_STATED GOAL_
Please update the rows below by changing every "Object to find" to "Target object" and leaving all else the same. Omit the pictures from your answer.

Source rows:
***

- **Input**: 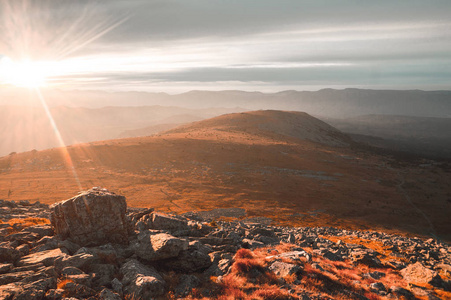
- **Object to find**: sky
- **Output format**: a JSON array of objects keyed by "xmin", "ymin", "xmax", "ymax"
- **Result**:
[{"xmin": 0, "ymin": 0, "xmax": 451, "ymax": 93}]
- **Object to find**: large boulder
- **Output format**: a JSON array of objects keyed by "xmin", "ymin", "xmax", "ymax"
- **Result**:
[
  {"xmin": 17, "ymin": 248, "xmax": 68, "ymax": 267},
  {"xmin": 50, "ymin": 188, "xmax": 128, "ymax": 246},
  {"xmin": 138, "ymin": 212, "xmax": 190, "ymax": 232},
  {"xmin": 121, "ymin": 259, "xmax": 165, "ymax": 299}
]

***

_THE COMPLETED TASK_
- **Input**: 
- **Target object**: sky
- **Output format**: a JSON array of objects keyed by "xmin", "ymin", "xmax", "ymax"
- **Result**:
[{"xmin": 0, "ymin": 0, "xmax": 451, "ymax": 93}]
- **Target object**: large boulder
- **Output format**: a JSON array of objects keyed by "xmin", "ymin", "xmax", "ymax"
- **Result**:
[
  {"xmin": 17, "ymin": 248, "xmax": 68, "ymax": 267},
  {"xmin": 50, "ymin": 188, "xmax": 128, "ymax": 246},
  {"xmin": 138, "ymin": 212, "xmax": 190, "ymax": 232},
  {"xmin": 121, "ymin": 259, "xmax": 165, "ymax": 299}
]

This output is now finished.